[Start Given data]

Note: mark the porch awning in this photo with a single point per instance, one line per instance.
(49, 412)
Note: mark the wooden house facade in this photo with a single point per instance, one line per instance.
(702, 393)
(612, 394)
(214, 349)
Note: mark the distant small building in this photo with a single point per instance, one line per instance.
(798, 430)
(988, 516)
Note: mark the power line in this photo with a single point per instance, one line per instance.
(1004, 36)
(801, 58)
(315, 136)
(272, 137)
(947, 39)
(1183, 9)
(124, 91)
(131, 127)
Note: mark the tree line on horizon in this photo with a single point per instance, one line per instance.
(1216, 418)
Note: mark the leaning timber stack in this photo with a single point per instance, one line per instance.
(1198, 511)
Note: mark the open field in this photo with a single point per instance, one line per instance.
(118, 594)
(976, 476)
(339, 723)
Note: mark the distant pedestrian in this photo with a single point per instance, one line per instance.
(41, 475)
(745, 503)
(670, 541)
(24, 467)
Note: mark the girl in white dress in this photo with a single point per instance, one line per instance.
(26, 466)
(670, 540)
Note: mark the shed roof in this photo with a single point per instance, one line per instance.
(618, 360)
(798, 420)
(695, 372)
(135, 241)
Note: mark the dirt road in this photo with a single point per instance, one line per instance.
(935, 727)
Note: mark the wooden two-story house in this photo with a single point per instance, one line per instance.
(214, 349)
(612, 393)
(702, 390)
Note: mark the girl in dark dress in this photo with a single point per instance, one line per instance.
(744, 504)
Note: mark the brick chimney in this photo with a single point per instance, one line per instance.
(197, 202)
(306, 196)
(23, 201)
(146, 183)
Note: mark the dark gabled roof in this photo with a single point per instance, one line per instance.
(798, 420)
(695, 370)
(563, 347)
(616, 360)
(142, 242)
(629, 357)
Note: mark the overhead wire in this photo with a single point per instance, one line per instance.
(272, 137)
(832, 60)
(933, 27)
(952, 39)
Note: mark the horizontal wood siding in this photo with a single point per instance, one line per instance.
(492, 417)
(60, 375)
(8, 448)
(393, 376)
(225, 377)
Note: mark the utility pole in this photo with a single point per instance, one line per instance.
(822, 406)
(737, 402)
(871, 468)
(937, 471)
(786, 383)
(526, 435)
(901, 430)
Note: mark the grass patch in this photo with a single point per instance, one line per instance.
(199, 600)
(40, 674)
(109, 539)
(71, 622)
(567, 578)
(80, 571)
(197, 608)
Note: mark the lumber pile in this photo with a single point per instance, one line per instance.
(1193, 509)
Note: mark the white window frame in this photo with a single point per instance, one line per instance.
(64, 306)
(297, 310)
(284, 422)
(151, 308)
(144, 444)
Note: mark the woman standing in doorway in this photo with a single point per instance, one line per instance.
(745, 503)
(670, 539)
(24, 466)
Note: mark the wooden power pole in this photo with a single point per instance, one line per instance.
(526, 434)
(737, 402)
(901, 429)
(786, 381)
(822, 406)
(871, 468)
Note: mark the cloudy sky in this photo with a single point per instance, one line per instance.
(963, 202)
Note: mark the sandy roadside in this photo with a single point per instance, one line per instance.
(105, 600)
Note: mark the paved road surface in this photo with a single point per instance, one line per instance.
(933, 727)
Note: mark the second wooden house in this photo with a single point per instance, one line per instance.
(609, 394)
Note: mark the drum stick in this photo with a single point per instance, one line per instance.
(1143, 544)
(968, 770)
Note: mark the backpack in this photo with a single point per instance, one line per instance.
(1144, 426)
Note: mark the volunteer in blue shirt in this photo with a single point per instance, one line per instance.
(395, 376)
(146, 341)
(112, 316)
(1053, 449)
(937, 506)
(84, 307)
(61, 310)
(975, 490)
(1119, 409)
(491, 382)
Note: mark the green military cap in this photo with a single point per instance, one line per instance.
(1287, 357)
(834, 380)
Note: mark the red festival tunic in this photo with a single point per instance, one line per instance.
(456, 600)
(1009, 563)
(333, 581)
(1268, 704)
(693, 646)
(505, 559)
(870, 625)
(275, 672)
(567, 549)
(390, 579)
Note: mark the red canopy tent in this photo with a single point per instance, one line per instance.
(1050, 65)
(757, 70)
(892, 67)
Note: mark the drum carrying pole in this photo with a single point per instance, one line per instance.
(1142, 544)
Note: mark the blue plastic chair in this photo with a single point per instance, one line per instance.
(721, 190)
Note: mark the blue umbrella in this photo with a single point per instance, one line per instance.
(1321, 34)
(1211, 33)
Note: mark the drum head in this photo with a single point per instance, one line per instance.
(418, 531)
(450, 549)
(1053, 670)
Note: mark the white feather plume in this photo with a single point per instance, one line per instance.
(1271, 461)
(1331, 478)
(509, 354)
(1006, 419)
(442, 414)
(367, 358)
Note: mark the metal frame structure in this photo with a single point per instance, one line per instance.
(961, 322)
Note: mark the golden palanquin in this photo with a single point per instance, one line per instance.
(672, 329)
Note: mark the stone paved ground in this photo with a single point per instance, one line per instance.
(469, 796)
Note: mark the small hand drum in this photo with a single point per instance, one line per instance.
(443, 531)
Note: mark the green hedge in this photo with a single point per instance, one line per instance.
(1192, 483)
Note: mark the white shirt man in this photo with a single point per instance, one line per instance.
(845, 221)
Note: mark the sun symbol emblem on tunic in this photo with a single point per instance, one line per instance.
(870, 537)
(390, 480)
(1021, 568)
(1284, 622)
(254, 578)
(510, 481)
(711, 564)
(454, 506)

[End Given data]

* _What is expected_
Convert the lines from the first one up to and including the line containing "(1216, 418)" into a Markdown table with the columns Row and Line, skipping any blank lines.

* _Task output_
| Row | Line |
|---|---|
| 1 | Note: mark the porch awning in this photo with a single point per instance, one line per instance. |
| 2 | (49, 412) |
| 3 | Note: mark the wooden house facade in this photo with a single point per instance, one line per instance. |
| 4 | (702, 393) |
| 5 | (612, 394) |
| 6 | (214, 349) |
| 7 | Note: mark the distant small building in this photo with a single point per instance, one line per instance. |
| 8 | (798, 430) |
| 9 | (988, 516) |
| 10 | Note: mark the power line in this photo with a single point per instance, one line per instance. |
| 11 | (1004, 36) |
| 12 | (801, 58) |
| 13 | (315, 136) |
| 14 | (272, 137) |
| 15 | (947, 39) |
| 16 | (1183, 9) |
| 17 | (124, 91) |
| 18 | (131, 127) |
| 19 | Note: mark the tree line on horizon in this photo with a single point per instance, one line per instance. |
| 20 | (1216, 418) |